BEGIN Extracted entries

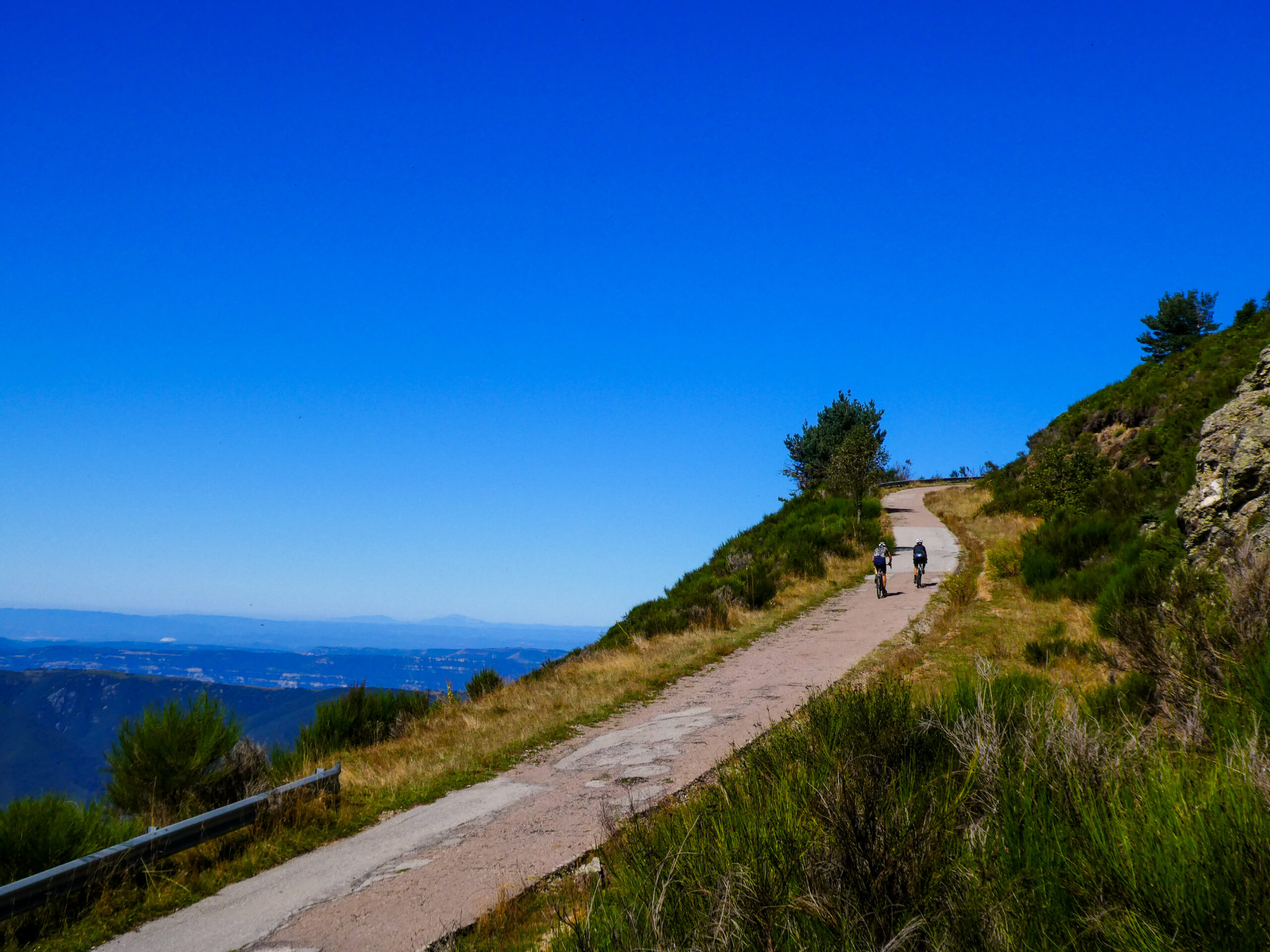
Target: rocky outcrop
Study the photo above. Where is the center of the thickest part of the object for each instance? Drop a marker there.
(1232, 473)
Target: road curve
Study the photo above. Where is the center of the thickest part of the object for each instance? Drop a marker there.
(412, 879)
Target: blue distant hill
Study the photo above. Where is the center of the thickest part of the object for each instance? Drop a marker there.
(56, 726)
(429, 669)
(264, 634)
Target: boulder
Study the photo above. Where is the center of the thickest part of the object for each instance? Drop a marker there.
(1232, 473)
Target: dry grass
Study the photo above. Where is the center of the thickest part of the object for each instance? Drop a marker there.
(996, 625)
(474, 738)
(454, 747)
(948, 639)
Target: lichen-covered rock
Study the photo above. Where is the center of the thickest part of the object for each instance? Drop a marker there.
(1232, 473)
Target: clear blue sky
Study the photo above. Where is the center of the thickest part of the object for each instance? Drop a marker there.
(320, 310)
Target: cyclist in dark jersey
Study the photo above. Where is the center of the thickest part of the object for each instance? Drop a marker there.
(882, 558)
(919, 558)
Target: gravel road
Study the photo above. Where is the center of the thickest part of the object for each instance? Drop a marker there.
(411, 879)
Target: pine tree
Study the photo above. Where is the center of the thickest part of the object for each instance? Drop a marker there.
(1182, 320)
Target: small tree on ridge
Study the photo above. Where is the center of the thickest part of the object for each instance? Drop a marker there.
(1182, 320)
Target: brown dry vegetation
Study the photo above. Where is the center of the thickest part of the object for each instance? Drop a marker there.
(455, 746)
(981, 613)
(472, 738)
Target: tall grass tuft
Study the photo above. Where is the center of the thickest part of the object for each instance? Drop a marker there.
(484, 682)
(40, 833)
(995, 817)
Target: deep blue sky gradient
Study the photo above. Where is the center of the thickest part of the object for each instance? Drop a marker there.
(320, 310)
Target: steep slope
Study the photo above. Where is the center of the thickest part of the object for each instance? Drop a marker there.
(1108, 474)
(55, 726)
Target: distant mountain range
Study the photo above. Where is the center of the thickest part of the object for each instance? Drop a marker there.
(66, 678)
(452, 631)
(430, 669)
(56, 726)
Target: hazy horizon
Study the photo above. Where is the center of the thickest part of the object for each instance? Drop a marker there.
(506, 311)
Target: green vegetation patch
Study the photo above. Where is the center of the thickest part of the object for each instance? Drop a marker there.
(747, 570)
(1108, 474)
(996, 815)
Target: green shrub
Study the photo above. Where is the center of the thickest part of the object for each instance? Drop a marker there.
(996, 817)
(359, 717)
(178, 760)
(1004, 560)
(484, 682)
(40, 833)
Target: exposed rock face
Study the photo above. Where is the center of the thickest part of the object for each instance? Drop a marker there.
(1232, 473)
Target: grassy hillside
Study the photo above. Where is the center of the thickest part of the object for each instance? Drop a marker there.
(1109, 473)
(756, 582)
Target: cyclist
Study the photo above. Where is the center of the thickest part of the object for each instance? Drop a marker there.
(882, 558)
(919, 559)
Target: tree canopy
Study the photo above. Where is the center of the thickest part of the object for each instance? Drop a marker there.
(812, 450)
(856, 465)
(1182, 320)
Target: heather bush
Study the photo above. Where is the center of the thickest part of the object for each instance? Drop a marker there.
(178, 760)
(40, 833)
(484, 682)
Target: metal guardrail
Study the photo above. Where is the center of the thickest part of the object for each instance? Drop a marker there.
(158, 843)
(919, 483)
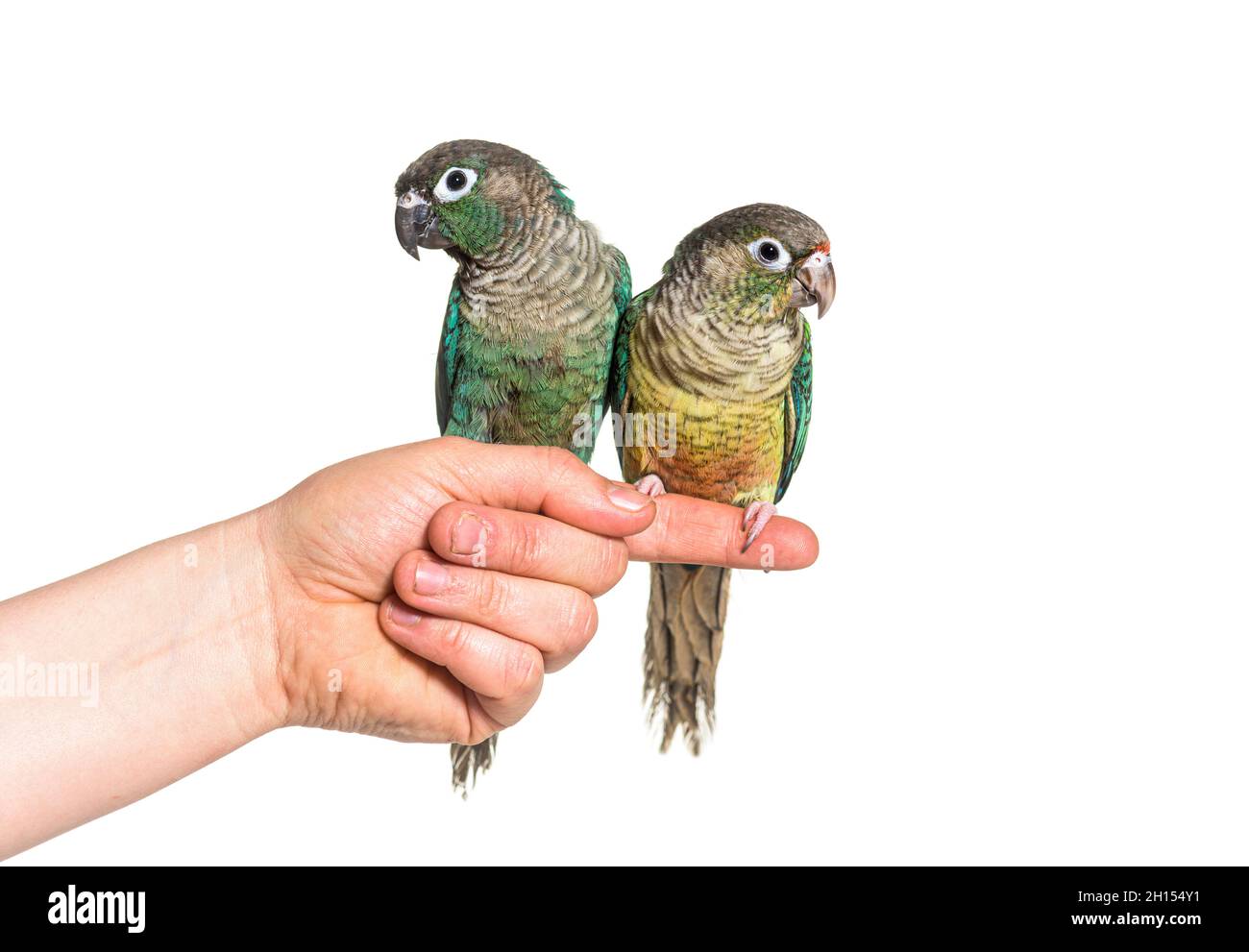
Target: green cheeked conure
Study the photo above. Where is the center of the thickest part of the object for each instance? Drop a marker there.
(719, 350)
(526, 341)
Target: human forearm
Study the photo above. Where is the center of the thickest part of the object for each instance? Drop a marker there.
(170, 656)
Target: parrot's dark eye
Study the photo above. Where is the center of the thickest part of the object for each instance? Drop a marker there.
(454, 183)
(771, 254)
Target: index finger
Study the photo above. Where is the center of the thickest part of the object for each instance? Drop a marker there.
(700, 532)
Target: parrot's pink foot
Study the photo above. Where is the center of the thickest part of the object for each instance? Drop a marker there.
(757, 516)
(650, 485)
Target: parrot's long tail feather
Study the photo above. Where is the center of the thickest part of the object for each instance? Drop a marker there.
(683, 636)
(469, 761)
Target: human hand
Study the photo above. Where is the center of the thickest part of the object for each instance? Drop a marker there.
(421, 593)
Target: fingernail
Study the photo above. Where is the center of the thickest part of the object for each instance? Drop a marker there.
(431, 577)
(403, 616)
(469, 535)
(628, 500)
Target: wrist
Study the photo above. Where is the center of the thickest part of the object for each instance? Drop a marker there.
(263, 702)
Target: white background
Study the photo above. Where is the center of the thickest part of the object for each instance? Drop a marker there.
(1025, 636)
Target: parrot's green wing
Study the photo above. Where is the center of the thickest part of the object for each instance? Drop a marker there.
(617, 377)
(617, 386)
(797, 414)
(449, 346)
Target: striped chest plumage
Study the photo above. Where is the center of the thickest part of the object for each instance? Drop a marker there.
(716, 394)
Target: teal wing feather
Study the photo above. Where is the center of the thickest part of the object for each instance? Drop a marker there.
(617, 377)
(449, 350)
(797, 414)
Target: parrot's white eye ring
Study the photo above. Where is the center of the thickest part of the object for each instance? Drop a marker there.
(771, 254)
(454, 183)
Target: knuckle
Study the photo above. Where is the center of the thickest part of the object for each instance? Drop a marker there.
(612, 562)
(494, 597)
(560, 460)
(528, 549)
(582, 620)
(453, 637)
(523, 671)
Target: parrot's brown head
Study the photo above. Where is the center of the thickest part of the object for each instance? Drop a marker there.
(757, 260)
(469, 198)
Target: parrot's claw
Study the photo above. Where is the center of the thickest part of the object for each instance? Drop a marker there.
(650, 485)
(757, 516)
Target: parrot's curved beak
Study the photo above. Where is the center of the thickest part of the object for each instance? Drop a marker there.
(815, 282)
(416, 225)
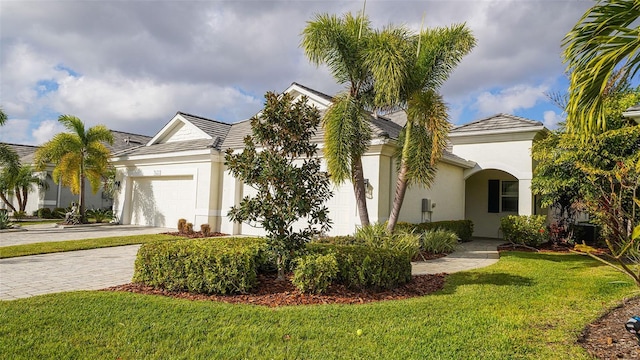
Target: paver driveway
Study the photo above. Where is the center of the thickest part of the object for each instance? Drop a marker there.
(95, 269)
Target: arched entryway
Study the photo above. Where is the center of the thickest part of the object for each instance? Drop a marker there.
(492, 194)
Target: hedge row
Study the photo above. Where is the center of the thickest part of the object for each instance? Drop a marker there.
(207, 266)
(463, 228)
(361, 267)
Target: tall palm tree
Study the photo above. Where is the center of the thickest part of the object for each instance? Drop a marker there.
(19, 182)
(408, 70)
(3, 117)
(78, 155)
(341, 44)
(605, 39)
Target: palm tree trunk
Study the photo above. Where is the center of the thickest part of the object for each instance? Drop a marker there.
(6, 201)
(360, 192)
(401, 183)
(398, 199)
(21, 204)
(81, 208)
(25, 195)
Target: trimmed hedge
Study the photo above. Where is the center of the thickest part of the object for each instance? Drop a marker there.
(462, 228)
(361, 267)
(207, 266)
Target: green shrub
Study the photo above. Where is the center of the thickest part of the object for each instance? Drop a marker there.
(439, 241)
(314, 273)
(525, 230)
(208, 266)
(362, 267)
(44, 213)
(339, 240)
(376, 236)
(462, 228)
(58, 213)
(100, 215)
(19, 215)
(5, 223)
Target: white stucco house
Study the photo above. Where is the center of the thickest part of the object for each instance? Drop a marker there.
(180, 173)
(58, 196)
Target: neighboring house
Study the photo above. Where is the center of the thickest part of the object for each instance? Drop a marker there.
(180, 173)
(58, 196)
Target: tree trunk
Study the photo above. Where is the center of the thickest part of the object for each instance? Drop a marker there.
(401, 183)
(25, 196)
(3, 196)
(398, 199)
(360, 191)
(280, 265)
(21, 204)
(83, 218)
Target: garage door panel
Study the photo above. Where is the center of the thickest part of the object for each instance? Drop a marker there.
(161, 201)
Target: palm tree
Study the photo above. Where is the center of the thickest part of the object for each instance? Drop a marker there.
(408, 70)
(605, 39)
(341, 44)
(19, 182)
(78, 155)
(3, 117)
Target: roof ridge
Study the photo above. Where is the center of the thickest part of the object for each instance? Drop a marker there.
(130, 133)
(320, 93)
(202, 118)
(25, 145)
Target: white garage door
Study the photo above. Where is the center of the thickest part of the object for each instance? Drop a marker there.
(161, 201)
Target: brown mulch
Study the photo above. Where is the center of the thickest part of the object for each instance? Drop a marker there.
(607, 338)
(274, 293)
(195, 234)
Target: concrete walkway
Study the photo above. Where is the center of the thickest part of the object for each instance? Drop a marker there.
(95, 269)
(471, 255)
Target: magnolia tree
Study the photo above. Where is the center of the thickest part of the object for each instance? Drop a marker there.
(286, 175)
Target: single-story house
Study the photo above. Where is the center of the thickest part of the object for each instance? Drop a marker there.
(180, 173)
(58, 196)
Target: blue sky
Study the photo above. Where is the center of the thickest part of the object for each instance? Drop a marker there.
(131, 65)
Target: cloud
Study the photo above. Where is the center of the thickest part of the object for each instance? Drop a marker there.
(46, 130)
(509, 100)
(15, 131)
(552, 118)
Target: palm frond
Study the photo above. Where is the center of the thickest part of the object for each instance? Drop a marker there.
(602, 41)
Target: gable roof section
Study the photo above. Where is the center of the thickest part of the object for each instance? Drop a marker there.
(183, 127)
(22, 150)
(124, 140)
(499, 123)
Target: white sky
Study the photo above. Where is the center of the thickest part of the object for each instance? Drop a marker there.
(131, 65)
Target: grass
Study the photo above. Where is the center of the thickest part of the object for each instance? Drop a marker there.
(60, 246)
(527, 306)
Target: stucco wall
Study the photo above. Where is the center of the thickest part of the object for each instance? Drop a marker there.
(446, 193)
(486, 224)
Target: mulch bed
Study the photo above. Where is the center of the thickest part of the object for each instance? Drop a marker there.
(195, 234)
(607, 338)
(274, 293)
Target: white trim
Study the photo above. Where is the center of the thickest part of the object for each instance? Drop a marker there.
(170, 125)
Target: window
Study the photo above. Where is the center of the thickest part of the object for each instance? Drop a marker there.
(509, 196)
(503, 196)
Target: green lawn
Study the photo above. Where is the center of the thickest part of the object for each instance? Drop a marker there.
(527, 306)
(72, 245)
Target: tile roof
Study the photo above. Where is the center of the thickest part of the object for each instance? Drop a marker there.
(170, 147)
(23, 151)
(211, 127)
(124, 140)
(497, 122)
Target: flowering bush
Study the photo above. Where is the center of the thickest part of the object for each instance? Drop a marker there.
(525, 230)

END Extracted entries

What lines of the material above contain "green"? Return each of them.

Target: green vegetation patch
Target: green shrub
Target: green cheeked conure
Target: parrot's green wing
Target: green shrub
Target: green lawn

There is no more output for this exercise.